**YOUR TASK:**
Could you reproduce all of the following entries exactly?
|---|
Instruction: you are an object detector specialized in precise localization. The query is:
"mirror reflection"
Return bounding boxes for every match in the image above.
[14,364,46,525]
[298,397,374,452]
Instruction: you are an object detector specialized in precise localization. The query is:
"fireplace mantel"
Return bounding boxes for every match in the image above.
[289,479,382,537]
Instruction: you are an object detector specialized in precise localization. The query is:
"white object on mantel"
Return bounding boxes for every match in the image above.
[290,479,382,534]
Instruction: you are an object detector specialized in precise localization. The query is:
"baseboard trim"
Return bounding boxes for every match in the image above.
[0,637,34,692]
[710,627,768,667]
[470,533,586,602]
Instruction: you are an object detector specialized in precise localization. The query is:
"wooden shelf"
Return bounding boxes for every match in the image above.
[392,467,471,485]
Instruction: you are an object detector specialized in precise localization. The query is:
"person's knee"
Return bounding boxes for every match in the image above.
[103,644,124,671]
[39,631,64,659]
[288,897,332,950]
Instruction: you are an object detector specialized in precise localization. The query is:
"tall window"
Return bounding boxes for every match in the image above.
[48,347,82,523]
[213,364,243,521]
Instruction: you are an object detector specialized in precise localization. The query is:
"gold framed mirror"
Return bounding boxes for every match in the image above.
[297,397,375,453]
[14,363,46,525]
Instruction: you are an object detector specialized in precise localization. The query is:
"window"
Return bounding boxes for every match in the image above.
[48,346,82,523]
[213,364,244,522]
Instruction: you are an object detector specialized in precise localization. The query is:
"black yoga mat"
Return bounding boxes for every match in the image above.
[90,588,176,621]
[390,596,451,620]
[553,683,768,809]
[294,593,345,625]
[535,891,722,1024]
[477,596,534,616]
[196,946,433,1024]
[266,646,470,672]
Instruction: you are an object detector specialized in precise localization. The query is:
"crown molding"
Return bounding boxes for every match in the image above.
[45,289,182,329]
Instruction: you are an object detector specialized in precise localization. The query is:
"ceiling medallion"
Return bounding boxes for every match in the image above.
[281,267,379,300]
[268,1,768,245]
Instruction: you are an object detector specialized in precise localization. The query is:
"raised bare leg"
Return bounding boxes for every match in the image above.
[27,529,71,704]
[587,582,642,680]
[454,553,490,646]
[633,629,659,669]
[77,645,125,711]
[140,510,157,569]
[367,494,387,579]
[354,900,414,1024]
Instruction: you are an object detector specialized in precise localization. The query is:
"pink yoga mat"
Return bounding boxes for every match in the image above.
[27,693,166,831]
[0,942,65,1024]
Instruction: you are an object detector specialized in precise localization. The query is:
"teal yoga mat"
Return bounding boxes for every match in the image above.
|---|
**PROBLEM SOLUTION:**
Instruction: you are an object detector specialized in precise localization. The query is:
"mirror reflection"
Return bounding boxes for every match in the image above.
[14,364,46,525]
[298,397,374,452]
Instruction: you are an object detector specialized in precise localization. The query is:
"fireplace mantel"
Return bounding boxes for every match in the image above.
[289,479,382,537]
Instruction: you are an object detector specialized in precise localization. The query is:
"white object on mantel"
Return bounding boxes for every match in the image above.
[290,479,382,534]
Instruction: you are an object detector specialized in precise localization. The query is:
"baseboard trim"
Return bounding boxes for every match in the image above.
[0,637,34,692]
[710,627,768,667]
[470,533,586,602]
Instruction: you are an object detector specialized in precise localization. The query is:
"wooden shelf"
Return bounding boxes for every match in the image above.
[392,467,471,485]
Instruction: you are an object detector specialized in precise localization. The query is:
"person's knee"
Return bounding boxes for every match in the image above.
[103,644,124,671]
[39,631,64,659]
[288,897,332,950]
Instruction: you are an object detector specialized in precise localization. The query is:
"tall window"
Return bounding boxes for every match in the image above.
[48,347,82,523]
[213,364,243,521]
Instruction: you are an object detector specialized in precise localization. The query is:
"gold framed mirror"
Return bounding boxes for every match in the image above.
[297,397,375,453]
[14,363,46,525]
Instruction: you are an object detector specialized in precise localization. The query is:
"window"
Return bounding boxes for every match in the image above.
[48,346,82,523]
[213,364,244,522]
Instruction: you are an object detector specialized in precise localization. The query is:
"black yoga mat"
Return bounding boxes for every match in the image above.
[90,588,176,621]
[390,596,451,620]
[553,683,768,809]
[294,593,345,625]
[535,891,722,1024]
[477,596,534,616]
[196,946,433,1024]
[266,646,470,672]
Instruction: you are an object detector specialized in precise localization. The query is:
"crown molding"
Return bounding boxes for every match in the image above.
[45,289,182,329]
Instruction: you are an object detector specialized in precise localization. The query is:
"ceiling medallion"
Return bounding boxes for every match in the image above.
[281,267,379,300]
[268,1,768,245]
Instruction: you are an object detector specialized in precise localization. The query is:
"raised bare leg"
Return bounding boxes for every match in the image above.
[27,529,71,704]
[587,582,642,680]
[454,553,490,646]
[633,629,659,669]
[77,645,125,711]
[140,510,157,569]
[367,494,387,579]
[354,900,414,1024]
Instruction: you are an object detector specialized in precise localization. The query is:
"pink yoga mat"
Return bounding boxes for every match in the image above.
[27,693,166,831]
[0,942,65,1024]
Instruction: you are an object detector specialized in precise localization. The query is:
"teal yoga mat"
Return bounding boxes for every match in the image above.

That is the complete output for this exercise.